____ Texto fornecido
Assim, a verdade, embora não separada da inteligibilidade, tem como
ponto fundamental o acolhimento do Outro:
A verdade não se separa, de fato, da inteligibilidade. Conhecer não
é simplesmente constatar, mas sempre compreender. Diz-se também,
conhecer é justificar, fazendo intervir, por análoga com a ordem moral, a
noção de justiça. (Lévinas 1980 69)
A justificação do fato põe sob crivo a espontaneidade, questionando a
liberdade de todos os atos. A liberdade deve se pautar pela crítica dos próprios
atos. Somente assim a liberdade será justa, isto é, repugnando a indignidade
que reveste a espontaneidade acrítica. A moral se funda, portanto, no instante
que se instaura a vergonha da espontaneidade, isto é, quando a liberdade
absoluta, arbitrária e violenta, deixa de se fundar em si mesma e passa a ter o
Outro como referência da sua justificação.
A consciência moral acolhe Outrem. É a revelação de uma
resistência aos meus poderes que, como força maior, não os põe em
xeque, mas que põe em questão o direito singelo dos meus poderes, a
minha gloriosa espontaneidade de ser vivo. A moral começa quando a
liberdade, em vez de se justificar por si própria, se sente arbitrária e
violenta. A procura do inteligível, mas também a manifestação da essência
crítica do saber, a subida de um ser aquém da sua condição, começa ao
mesmo tempo. (Lévinas 1980 71)
Lévinas pensa a realidade não como liberdade absoluta, mas investida
de liberdade. A distinção é fundamental porque uma vez sujeita à crítica, a
liberdade enseja não o saber originário de um processo de redução objetivante,
tal como em Husserl, o que culminaria na redução do Outro, mas
fundamentalmente o saber fundado no desejo do outro invisível, que não pode
ser objetivado porque sobre ele o Eu não tem poderes. Do Outro é que se
38
origina o mandamento “não matarás” e, assim, supera toda idéia que dele se
possa ter.
A relação com Outrem não se transmuda, como o conhecimento,
fruição e posse, em liberdade. Outrem se impõe como exigência que
domina essa liberdade e, portanto, como mais original do que tudo o que
se passa em mim. Outrem, cuja presença excepcional se inscreve na
impossibilidade ética em que estou de o matar, indica o fim dos poderes.
________
____ Linhas de dados
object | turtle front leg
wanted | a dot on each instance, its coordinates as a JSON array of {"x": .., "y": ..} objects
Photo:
________
____ Linhas de dados
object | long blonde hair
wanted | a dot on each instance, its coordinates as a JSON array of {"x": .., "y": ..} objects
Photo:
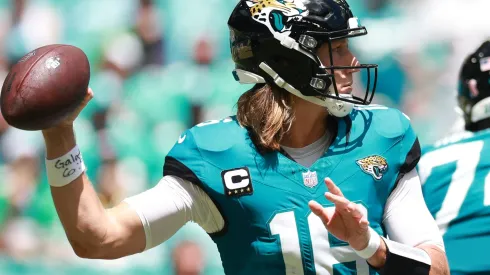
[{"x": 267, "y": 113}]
________
____ Linhas de dados
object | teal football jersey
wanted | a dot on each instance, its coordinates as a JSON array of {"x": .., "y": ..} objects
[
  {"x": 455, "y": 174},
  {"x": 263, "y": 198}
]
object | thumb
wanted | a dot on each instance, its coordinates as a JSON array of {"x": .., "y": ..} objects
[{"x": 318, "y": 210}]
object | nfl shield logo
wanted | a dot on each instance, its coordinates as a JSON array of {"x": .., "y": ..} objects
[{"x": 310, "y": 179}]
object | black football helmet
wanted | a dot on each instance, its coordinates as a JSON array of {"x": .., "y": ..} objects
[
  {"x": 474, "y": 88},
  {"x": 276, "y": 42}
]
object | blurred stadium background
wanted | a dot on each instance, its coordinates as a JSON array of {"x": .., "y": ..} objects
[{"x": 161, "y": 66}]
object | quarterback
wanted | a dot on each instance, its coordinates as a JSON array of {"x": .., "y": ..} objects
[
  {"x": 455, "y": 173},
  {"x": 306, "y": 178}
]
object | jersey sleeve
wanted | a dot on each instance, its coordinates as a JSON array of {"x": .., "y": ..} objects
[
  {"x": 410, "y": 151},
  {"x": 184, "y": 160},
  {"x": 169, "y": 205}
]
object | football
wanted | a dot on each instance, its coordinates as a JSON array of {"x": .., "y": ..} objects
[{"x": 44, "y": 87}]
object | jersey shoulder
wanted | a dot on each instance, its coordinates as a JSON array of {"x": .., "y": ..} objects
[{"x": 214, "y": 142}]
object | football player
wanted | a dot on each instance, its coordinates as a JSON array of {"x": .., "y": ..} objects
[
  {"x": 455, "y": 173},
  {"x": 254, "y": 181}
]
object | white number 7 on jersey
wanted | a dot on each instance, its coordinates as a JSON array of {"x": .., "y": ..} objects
________
→ **Tarefa A**
Reproduza o trecho do texto sobre Lévinas que começa em "A relação com" e termina em "fim dos poderes.".
→ **Tarefa B**
De acordo com o texto sobre Lévinas, de onde se origina o mandamento "não matarás"?
→ **Tarefa C**
Prossiga com o texto sobre Lévinas a partir do ponto em que ele termina.

→ **Resposta da tarefa A**
A relação com Outrem não se transmuda, como o conhecimento,
fruição e posse, em liberdade. Outrem se impõe como exigência que
domina essa liberdade e, portanto, como mais original do que tudo o que
se passa em mim. Outrem, cuja presença excepcional se inscreve na
impossibilidade ética em que estou de o matar, indica o fim dos poderes.

→ **Resposta da tarefa B**
Do Outro.

→ **Resposta da tarefa C**
Se já não posso ter poder sobre é porque ele ultrapassa absolutamente
toda a idéia que dele posso ter. (Lévinas 1980 74)
Para Lévinas, a ontologia está para a injustiça assim como a metafísica
está para a justiça. A ontologia não põe, definitivamente, em questão o Mesmo
e permite o domínio do Outro, encetando-o numa totalidade, constituindo uma
injustiça. Já a metafísica estabelece como princípio fundamental, anterior a
qualquer manifestação do Eu, o respeito ao Outro e o questionamento do
mesmo, buscando assim uma relação justa em que sejam preservadas as
características essenciais tanto do Eu como do Outro.
Enfim, escreve Lévinas:
A essência da razão não consiste em assegurar ao homem um
fundamento e poderes, mas em pô-lo em questão e em convidá-lo à
justiça. (Lévinas 1980 75).
1.5 - DE-STRUIÇÃO DA HISTÓRIA DA ÉTICA:
SENTIDO E MÉTODO Enrique Dussel, ao escrever Para una de-strucción de la história de la
ética10, pretendia estabelecer uma ética universal ontológica. Embora tenha
renunciado posteriormente ao projeto ontológico, pela sua própria
impossibilidade lógica, manteve o intento de alcançar uma ética universal, sem
abandonar a forma de-strutiva de sua análise, como se evidencia em seu
último livro Ética da Libertação na idade da globalização e da exclusão 11.
10 Buenos Aires: Ser y Tiempo, 1972. 11 Petrópolis: Vozes, 2000.
39
É necessária uma precisa compreensão do termo de-struição,
empregado por Enrique Dussel, para definir a natureza de sua crítica à filosofia
tradicional, assim como do método por ele adotado.
O sentido do termo de-struição foi inspirado notadamente nas palavras
de Martin Heidegger, o qual é citado por Dussel:
De-struição não significa aniquilar, mas desarticular, separar e pôr
de lado... De-struição quer dizer: abrir nosso ouvido, libertá-lo para aquilo
que na tradição se nos coloca como ser do ente. (DHE 6).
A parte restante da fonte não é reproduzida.